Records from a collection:
===

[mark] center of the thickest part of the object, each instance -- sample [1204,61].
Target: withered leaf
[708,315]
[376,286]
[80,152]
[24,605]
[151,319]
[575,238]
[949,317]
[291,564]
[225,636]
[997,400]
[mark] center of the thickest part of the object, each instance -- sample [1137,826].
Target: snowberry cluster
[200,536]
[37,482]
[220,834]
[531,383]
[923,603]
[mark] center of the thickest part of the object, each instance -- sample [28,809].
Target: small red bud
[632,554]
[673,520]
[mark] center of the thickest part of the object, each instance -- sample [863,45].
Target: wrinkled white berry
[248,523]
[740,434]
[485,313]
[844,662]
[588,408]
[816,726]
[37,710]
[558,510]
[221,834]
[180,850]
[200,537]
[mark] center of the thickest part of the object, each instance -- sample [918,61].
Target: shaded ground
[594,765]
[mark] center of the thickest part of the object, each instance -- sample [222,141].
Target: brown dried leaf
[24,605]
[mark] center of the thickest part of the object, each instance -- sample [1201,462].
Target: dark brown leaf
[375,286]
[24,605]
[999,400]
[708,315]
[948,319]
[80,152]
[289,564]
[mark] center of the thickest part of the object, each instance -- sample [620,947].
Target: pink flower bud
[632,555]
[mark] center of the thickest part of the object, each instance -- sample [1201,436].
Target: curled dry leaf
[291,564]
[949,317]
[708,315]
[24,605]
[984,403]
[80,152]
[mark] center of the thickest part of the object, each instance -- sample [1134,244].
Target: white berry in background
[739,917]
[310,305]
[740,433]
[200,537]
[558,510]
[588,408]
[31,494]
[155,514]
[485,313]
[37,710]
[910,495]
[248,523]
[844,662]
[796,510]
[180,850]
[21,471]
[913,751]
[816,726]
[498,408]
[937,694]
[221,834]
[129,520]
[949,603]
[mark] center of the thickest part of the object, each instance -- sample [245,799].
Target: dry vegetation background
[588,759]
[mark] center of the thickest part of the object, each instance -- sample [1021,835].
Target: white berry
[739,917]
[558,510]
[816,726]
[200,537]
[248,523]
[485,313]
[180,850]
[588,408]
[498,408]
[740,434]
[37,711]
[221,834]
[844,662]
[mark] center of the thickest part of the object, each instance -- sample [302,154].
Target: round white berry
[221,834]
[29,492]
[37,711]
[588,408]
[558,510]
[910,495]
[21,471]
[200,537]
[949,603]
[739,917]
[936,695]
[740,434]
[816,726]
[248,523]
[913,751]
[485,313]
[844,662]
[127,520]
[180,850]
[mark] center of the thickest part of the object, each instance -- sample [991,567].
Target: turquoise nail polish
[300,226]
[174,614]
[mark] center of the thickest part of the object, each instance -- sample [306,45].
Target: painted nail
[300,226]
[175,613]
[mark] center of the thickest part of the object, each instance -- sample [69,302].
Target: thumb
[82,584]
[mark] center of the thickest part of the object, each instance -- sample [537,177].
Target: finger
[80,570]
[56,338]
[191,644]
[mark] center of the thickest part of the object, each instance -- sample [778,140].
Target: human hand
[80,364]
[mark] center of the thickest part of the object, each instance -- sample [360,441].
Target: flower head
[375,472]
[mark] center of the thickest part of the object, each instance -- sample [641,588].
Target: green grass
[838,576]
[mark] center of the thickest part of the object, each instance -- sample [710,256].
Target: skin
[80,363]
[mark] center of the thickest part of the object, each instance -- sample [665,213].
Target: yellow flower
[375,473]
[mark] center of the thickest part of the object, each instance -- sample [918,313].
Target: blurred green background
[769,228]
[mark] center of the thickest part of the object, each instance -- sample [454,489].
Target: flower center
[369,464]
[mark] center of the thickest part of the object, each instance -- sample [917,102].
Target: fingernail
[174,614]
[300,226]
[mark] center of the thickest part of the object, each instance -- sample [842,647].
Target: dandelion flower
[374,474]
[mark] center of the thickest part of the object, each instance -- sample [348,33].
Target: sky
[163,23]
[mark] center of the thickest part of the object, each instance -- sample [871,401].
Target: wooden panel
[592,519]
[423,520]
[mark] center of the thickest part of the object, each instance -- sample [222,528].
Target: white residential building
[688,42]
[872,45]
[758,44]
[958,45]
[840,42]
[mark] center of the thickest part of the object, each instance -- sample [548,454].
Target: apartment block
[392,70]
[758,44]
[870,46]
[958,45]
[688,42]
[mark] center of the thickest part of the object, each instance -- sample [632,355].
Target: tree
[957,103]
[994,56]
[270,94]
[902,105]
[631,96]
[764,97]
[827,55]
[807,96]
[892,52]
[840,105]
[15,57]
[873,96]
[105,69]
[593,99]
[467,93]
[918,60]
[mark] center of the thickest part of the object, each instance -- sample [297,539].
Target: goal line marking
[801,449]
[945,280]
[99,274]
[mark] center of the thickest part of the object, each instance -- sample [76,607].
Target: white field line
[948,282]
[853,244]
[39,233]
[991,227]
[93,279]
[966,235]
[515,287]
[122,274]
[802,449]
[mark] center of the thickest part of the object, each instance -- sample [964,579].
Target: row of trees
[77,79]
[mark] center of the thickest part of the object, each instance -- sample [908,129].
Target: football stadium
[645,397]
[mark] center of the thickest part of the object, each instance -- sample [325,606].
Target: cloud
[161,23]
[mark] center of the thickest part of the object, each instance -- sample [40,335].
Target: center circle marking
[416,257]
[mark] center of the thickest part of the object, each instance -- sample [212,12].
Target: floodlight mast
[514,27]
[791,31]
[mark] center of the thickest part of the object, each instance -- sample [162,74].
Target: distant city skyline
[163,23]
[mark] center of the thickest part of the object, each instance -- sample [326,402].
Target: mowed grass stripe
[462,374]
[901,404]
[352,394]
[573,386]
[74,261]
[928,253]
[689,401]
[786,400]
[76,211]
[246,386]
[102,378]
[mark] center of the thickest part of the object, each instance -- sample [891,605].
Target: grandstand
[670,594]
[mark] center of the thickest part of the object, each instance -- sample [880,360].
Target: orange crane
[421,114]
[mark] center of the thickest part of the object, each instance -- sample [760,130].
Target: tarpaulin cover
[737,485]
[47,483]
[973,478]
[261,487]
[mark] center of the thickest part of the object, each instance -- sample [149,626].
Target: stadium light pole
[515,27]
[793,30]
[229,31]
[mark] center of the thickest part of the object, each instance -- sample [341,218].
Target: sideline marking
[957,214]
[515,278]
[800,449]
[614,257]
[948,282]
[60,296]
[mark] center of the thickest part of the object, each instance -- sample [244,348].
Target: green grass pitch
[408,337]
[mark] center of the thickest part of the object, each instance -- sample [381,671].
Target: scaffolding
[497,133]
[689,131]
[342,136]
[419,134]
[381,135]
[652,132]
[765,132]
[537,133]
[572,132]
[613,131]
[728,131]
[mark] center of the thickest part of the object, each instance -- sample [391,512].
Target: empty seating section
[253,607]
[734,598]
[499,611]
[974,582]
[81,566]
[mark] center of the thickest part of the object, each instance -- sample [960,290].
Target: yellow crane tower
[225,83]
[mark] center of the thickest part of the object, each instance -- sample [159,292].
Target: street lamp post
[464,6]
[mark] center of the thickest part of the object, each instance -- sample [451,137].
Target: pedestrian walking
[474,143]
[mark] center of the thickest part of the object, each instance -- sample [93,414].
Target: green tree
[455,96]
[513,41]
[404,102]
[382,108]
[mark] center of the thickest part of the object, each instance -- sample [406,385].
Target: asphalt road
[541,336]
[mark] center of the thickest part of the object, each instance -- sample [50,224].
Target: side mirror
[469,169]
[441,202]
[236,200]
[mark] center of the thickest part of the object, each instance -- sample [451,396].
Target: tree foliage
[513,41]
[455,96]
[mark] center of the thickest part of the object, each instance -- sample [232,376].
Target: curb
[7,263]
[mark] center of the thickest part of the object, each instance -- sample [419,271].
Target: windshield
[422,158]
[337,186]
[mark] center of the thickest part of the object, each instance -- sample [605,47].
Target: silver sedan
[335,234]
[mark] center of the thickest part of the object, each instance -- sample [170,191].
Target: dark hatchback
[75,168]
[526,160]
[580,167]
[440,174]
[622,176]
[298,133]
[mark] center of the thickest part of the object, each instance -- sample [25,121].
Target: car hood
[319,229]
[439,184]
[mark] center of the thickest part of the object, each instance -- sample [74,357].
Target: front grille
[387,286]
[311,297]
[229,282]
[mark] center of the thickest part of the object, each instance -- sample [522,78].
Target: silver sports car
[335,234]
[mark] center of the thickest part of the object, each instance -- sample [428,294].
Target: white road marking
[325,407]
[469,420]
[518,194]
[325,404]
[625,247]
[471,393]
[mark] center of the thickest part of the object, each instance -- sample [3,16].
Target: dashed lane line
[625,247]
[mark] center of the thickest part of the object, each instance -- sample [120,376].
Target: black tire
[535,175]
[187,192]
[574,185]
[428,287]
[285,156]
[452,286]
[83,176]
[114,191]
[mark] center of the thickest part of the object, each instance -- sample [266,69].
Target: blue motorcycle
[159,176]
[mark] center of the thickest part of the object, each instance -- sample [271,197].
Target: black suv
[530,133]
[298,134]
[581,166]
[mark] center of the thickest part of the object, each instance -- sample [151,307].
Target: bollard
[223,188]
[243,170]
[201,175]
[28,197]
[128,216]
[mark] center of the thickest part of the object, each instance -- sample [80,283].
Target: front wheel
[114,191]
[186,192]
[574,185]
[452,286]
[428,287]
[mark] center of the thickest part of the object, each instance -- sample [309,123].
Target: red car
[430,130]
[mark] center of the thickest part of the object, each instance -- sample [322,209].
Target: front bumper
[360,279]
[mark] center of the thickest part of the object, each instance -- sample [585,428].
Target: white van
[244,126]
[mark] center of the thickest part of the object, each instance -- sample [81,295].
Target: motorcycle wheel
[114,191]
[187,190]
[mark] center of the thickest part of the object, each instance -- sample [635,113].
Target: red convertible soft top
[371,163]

===

TASK PROMPT: Nothing but the lines from the one with "-- sample [80,283]." through the end of the data above should be repeated, each exactly as it stands.

REPLY:
[mark] center of the thickest part of the object, each instance -- sample [80,283].
Target: front wheel
[114,191]
[186,192]
[574,185]
[452,286]
[428,287]
[mark] center of the thickest part of the object, each instance -- sample [309,123].
Target: red car
[430,130]
[mark] center of the thickest part of the object, each instance -- sample [322,209].
Target: front bumper
[360,279]
[mark] center of the thickest part of the object, each instance -- sample [585,428].
Target: white van
[244,126]
[mark] center of the thickest part of the object, each instance -- sample [81,295].
Target: motorcycle wheel
[114,191]
[187,190]
[mark] center of the thickest part of the object, each instance -- sample [635,113].
Target: red convertible soft top
[371,163]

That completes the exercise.